* **To do**
- a) Print the passage of the Hulk film review, everything from "What we have" down to "being a stigma.".
- b) In the Hulk film review, what creatures does Bruce Banner's father draw genetic material from for the concoction he injects into himself?
- c) Carry on the Hulk film review from the point where it stops.

* **Extract provided**
Hopefully this isn't a trait that will transfer to The Incredible Hulk, unfortunately a reimagining that throws out the baby with the proverbial bathwater, though in this case I don't think there was a problem with said water.

What we have instead is an audience unprepared for a more intellectual take on a character that is, in essence, not a super hero. Expecting to see "The Incredible Hulk" TV series or some new iteration of Spider-Man, audiences were disappointed. To which I say "Waah. Too fucking bad." If we were to chide every movie that made audiences feel stupid because they don't get it, then film history would be very dull indeed. But apparently mediocrity was desired and this movie failed the masses by being the most cerebral comic-related film to date, a boast that should be made by every movie that comes down the pike instead of being a stigma.

This Hulk, instead of your typically retarded and inexplicable comic tale, tries to translate the character into something more logically feasible. Bruce Banner is the son of a scientific dabbler, a scientist in search of a supersoldier formula who, in his desire to discover the formula to immortality, opted to experiment on himself. He creates a concoction from the genetic material of primitive creatures with regenerative capabilities like the starfish and the jellyfish and injects himself, tampering with his own genetics. This leads to his child being born with inherent genetic mutations predisposing him to a violent temper and a body that reacts to his frustration and rage, which he keeps locked away as almost a defense mechanism. After being dosed with microscopic medical nanites and hit with a lethal dosed of radiation in lab accident, the alterations in his genetics are accentuated and completely awakened, turning his growing frustration and rage into a physical transformation. It's dense stuff, but for a simplistic rip-off of the stories of Frankenstein and Dr. Jekyll it damned well ought to be. If you can't improve on the source material, then you probably shouldn't do it at all.

* **Data extract**
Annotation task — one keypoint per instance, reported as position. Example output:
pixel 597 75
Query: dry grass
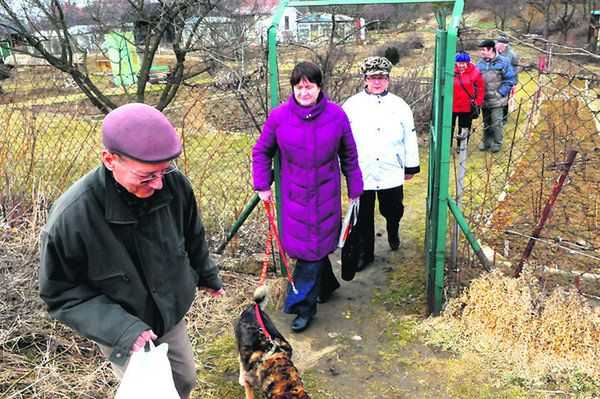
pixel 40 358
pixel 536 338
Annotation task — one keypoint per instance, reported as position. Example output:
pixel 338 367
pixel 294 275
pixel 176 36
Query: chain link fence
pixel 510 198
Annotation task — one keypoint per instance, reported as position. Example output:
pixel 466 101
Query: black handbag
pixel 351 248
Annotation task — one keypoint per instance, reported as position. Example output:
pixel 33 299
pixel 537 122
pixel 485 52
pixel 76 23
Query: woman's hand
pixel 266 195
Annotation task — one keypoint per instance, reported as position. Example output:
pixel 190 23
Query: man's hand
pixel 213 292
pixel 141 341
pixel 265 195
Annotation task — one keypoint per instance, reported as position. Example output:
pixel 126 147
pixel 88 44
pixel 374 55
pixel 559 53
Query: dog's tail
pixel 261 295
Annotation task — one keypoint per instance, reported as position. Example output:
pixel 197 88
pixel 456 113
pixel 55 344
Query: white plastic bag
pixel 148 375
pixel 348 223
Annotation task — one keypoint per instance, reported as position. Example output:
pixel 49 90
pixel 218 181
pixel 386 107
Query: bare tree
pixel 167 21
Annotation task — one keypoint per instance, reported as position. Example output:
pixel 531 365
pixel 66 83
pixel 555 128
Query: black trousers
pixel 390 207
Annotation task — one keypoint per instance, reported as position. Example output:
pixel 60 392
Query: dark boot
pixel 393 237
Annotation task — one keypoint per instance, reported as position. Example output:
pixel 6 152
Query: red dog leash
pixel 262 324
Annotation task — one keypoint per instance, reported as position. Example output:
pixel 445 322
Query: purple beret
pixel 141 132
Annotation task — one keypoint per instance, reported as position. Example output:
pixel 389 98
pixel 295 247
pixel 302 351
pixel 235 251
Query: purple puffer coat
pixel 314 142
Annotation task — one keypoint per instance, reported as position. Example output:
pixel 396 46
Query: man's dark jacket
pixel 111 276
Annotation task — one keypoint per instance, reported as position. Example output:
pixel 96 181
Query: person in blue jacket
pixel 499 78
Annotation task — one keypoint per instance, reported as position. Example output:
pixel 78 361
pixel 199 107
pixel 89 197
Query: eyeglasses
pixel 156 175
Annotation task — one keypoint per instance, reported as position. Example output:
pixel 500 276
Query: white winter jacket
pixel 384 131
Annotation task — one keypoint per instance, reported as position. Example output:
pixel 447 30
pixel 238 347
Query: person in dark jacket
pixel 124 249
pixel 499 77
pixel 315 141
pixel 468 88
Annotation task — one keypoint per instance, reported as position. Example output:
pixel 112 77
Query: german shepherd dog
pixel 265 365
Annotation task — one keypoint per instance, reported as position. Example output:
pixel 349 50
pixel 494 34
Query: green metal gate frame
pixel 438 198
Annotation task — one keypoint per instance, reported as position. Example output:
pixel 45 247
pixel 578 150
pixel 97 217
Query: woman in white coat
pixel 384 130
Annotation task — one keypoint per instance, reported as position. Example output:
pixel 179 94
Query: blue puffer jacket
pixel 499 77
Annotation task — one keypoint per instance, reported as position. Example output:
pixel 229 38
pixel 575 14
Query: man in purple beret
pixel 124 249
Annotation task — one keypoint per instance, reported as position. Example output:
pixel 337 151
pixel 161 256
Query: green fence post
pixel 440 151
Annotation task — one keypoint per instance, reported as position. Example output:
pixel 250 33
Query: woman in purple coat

* **Numbered responses**
- a)
What we have instead is an audience unprepared for a more intellectual take on a character that is, in essence, not a super hero. Expecting to see "The Incredible Hulk" TV series or some new iteration of Spider-Man, audiences were disappointed. To which I say "Waah. Too fucking bad." If we were to chide every movie that made audiences feel stupid because they don't get it, then film history would be very dull indeed. But apparently mediocrity was desired and this movie failed the masses by being the most cerebral comic-related film to date, a boast that should be made by every movie that comes down the pike instead of being a stigma.

- b) Primitive creatures with regenerative capabilities, such as the starfish and the jellyfish.

- c)
For fans left wanting of some bomb blast or lab accident just turning the man into the monster, you should probably limit yourself entirely to the more intellectually-malnourished realm of comics, where simplistic, illogical and implausible explantions are the coin of the realm. Or just get fucked. One of the two.

As films go, it's an excellent mix of dramatic weight, pathos, and action. This is more or less a science-fiction Dr. Jekyll & Mr. Hyde, where our hero becomes an uncontrollable monster and learns how to control the beast to harness its power. It also has the added benefit of a tightly-written and intelligent script that doesn't burden itself with the need to fit in a supervillain to fight in addition to the origin story. That Bruce's father is in his way a nod to The Absorbing Man and there is a final fight with him is more of an aside and tying up the tale than it is a supervillain battle. It's a necessity to bring closure to his father's machinations and to show that he is required to do something that the Army can't, proving that he might be needed as much as he is feared.

The acting par for this movie is set higher than likely any other comic film, it's only closest competitor being in the new Batman cast and in the improv-ing genius of the Iron Man players, though there is a more humorous mix. Instead, we're treated to an emotional resonance through the leads that will be hard to produce with Edward Norton and Liv Tyler, though I trust Norton to do his best and do it well. And though Louis Leterrier is an excellent director and the "sequel" will no doubt feature top-notch action, it's doubtful that it will carry any of the three-dimensionality of Ang Lee's movie.

I have no real sympathy for those that didn't like this film and no respect for people who prefer bullshit like the Spider-Man movies, every film of which was a pile of unbelievable shit.

For the thinking man or non-loser fanboys, this film will likely remain a point of pride.